| WHAT YOU ARE ASKED TO DO |
Among the entries that follow, count the lines that contain the word "sunglasses" and say how many there are, writing nothing else.
☆ ☆ ☆ ☆ ☆ ☆ ☆
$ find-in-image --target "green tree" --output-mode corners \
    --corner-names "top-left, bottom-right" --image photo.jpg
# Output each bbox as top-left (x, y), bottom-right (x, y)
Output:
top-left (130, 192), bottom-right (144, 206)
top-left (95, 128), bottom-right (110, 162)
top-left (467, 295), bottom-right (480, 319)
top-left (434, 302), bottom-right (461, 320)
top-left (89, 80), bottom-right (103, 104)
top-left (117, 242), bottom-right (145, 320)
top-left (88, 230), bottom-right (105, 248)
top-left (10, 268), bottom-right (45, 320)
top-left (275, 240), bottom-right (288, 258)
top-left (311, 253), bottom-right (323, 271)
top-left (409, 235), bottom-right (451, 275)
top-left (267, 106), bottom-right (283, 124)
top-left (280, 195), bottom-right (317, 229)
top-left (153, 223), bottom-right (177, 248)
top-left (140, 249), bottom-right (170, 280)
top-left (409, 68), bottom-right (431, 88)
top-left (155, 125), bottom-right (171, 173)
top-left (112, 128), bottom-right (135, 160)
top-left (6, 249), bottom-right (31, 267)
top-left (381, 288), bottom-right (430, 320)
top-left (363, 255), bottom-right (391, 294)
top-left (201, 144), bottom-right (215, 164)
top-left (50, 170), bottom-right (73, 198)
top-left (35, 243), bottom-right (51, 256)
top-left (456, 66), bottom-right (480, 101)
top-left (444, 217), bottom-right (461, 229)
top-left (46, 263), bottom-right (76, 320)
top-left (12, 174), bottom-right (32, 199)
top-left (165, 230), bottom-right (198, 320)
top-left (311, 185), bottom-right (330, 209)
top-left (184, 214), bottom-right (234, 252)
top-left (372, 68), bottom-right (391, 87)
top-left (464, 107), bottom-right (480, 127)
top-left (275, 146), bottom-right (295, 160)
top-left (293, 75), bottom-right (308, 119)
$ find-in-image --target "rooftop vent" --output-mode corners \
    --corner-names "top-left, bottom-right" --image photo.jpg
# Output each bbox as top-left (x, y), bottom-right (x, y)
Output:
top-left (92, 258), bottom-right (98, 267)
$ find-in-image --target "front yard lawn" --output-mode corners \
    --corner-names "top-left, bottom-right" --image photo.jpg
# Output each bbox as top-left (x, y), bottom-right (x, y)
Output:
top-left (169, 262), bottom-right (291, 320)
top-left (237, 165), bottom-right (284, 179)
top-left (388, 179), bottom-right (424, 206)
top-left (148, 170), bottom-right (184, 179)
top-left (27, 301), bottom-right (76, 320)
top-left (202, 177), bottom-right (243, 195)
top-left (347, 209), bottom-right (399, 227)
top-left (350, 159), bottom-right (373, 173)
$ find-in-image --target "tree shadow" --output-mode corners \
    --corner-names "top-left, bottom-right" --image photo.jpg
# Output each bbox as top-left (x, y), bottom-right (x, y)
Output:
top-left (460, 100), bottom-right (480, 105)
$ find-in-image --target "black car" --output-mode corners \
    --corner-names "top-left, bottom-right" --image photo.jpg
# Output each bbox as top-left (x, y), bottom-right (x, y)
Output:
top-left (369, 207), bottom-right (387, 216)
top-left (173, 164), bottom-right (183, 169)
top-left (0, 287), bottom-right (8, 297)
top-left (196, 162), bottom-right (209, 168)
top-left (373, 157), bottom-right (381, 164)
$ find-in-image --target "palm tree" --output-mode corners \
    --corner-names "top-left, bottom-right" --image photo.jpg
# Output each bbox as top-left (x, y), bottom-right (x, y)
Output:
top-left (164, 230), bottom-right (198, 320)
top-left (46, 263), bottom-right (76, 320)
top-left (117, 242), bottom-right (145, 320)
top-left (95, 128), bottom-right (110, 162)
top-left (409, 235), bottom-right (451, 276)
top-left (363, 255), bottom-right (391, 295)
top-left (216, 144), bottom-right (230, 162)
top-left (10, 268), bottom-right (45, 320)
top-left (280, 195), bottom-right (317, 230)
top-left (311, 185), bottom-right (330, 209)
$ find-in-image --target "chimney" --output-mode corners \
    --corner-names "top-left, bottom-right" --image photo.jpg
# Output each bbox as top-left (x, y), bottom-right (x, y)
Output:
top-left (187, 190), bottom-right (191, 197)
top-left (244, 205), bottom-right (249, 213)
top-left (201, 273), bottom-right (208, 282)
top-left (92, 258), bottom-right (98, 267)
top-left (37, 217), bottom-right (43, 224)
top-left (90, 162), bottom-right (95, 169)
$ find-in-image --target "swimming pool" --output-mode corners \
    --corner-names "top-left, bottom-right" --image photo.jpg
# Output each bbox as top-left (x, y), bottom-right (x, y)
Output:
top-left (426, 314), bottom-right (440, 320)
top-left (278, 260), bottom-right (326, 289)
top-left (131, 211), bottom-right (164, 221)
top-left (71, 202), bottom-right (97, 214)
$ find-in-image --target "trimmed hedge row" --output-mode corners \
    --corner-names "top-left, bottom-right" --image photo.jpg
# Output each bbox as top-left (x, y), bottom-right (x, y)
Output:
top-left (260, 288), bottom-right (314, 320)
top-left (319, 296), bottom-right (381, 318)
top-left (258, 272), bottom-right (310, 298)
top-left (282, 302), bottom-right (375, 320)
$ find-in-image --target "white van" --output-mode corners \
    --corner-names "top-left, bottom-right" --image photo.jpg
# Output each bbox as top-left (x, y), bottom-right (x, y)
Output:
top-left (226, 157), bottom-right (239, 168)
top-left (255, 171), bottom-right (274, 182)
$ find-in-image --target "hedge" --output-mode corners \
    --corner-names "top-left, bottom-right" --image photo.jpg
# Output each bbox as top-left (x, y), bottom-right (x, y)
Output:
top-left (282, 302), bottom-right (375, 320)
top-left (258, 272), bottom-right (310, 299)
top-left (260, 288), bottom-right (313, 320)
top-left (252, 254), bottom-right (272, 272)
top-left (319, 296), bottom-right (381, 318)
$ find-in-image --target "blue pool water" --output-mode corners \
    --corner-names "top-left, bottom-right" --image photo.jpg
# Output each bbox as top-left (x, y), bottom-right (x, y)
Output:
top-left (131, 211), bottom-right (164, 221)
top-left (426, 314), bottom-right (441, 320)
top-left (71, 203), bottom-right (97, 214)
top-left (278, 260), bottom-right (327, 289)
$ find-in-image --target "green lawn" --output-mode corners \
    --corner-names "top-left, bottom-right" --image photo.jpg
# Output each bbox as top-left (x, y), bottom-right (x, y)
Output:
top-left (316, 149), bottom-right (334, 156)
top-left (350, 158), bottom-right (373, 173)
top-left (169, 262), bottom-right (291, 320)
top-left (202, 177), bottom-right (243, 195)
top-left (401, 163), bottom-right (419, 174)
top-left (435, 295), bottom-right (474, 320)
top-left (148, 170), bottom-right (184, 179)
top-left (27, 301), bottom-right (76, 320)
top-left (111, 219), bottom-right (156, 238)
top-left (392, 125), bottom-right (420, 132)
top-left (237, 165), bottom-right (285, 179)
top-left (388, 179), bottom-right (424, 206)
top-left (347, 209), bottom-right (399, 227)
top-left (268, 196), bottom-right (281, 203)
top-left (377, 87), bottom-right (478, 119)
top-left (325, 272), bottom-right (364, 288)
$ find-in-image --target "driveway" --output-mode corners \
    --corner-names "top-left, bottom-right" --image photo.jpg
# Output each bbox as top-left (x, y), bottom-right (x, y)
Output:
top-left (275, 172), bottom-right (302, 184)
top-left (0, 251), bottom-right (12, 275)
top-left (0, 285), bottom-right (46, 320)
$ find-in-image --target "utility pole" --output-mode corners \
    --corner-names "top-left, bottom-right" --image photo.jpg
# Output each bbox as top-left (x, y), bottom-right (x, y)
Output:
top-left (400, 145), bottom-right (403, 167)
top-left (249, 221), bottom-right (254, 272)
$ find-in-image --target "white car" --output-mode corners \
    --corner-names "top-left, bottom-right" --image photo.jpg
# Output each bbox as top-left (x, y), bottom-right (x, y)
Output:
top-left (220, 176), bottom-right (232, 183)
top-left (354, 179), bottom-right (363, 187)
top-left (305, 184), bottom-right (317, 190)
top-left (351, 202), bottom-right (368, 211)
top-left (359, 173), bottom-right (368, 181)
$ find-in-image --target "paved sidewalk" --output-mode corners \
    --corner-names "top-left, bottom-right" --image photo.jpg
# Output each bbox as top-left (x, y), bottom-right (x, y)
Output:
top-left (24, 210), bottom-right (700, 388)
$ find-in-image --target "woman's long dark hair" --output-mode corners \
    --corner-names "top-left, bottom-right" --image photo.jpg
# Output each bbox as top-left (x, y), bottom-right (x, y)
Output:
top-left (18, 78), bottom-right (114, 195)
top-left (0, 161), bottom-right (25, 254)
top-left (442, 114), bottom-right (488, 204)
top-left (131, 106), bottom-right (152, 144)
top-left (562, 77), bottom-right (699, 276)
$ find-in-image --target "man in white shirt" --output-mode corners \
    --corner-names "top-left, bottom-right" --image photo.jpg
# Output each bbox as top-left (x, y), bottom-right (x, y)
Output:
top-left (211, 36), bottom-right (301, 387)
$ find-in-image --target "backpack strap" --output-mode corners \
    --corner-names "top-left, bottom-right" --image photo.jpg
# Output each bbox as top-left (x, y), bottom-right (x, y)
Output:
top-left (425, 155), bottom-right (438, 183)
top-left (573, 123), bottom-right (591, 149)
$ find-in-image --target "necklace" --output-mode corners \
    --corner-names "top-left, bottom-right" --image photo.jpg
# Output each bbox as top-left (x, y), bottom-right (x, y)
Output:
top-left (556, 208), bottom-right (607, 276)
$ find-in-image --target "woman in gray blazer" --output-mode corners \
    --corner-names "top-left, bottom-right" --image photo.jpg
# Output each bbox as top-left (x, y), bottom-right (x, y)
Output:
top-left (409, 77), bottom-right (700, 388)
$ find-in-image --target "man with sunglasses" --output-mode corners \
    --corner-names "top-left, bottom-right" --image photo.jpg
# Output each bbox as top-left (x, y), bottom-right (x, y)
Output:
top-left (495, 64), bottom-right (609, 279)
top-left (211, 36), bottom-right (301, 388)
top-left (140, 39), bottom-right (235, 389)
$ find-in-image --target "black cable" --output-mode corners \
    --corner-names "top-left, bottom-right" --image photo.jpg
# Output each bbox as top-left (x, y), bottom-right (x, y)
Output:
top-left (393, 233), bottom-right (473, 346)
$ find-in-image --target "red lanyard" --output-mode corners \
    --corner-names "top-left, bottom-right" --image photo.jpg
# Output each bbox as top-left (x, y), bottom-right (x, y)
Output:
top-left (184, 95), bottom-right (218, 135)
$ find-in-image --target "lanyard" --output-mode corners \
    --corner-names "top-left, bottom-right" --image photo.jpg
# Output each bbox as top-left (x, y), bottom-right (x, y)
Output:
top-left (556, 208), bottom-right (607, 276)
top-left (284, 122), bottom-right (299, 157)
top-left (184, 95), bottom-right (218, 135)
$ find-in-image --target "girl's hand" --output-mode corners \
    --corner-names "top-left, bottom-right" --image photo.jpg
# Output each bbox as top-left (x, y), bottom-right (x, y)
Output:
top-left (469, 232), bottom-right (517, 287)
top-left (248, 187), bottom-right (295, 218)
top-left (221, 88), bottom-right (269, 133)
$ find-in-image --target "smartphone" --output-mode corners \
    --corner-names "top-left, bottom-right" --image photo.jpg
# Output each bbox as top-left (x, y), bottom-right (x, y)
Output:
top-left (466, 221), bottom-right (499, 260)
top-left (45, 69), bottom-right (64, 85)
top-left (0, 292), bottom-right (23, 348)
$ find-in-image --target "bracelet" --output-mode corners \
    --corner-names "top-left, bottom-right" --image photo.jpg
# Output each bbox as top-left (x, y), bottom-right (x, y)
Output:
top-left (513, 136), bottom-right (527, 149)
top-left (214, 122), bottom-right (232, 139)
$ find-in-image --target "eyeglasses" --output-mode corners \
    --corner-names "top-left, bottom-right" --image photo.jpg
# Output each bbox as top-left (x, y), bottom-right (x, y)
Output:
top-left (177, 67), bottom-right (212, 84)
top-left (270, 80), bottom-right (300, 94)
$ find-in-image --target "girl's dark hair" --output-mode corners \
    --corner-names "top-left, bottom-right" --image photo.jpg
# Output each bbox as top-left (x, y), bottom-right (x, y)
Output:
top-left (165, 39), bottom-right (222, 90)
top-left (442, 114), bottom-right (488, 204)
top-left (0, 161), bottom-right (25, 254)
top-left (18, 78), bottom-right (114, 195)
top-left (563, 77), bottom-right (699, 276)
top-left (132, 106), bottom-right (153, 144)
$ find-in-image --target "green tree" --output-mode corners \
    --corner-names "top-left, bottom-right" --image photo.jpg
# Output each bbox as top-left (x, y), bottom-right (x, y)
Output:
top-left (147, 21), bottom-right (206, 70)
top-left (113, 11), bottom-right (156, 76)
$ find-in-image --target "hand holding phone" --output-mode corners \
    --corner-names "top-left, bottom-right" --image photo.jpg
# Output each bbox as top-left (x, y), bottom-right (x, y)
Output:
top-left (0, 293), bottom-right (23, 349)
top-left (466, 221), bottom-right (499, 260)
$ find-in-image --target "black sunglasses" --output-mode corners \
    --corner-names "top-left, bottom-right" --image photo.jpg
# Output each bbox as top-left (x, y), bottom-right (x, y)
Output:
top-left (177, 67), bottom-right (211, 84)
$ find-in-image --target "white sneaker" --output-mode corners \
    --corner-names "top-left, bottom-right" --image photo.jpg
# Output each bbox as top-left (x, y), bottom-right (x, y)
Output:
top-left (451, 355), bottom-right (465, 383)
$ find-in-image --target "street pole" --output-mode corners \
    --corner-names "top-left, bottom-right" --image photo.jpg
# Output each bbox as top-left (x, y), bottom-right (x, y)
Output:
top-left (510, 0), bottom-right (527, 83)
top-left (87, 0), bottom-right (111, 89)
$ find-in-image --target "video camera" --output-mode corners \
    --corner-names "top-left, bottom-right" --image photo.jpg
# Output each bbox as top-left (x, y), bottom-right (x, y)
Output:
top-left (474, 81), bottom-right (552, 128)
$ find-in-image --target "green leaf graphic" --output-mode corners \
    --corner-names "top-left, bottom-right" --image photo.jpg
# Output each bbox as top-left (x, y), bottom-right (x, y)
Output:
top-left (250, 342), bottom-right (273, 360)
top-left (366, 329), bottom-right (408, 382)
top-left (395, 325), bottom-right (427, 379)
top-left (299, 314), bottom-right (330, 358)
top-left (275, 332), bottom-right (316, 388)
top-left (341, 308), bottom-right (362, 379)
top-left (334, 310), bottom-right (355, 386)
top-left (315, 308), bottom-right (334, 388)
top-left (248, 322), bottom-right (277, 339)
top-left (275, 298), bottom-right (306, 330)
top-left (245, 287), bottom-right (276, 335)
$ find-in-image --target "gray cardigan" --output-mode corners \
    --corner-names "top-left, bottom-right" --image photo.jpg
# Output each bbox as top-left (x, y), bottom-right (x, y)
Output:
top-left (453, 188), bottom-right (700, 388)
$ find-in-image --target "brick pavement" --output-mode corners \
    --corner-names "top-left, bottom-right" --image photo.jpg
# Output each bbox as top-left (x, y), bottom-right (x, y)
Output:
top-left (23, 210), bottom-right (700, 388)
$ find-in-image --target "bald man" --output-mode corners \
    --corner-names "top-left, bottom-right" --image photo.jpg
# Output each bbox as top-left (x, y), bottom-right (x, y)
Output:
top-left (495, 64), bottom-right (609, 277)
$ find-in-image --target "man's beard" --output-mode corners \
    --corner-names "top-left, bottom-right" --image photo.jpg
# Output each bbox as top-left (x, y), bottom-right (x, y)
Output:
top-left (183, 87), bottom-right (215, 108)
☆ ☆ ☆ ☆ ☆ ☆ ☆
| ANSWER FOR THE TASK |
2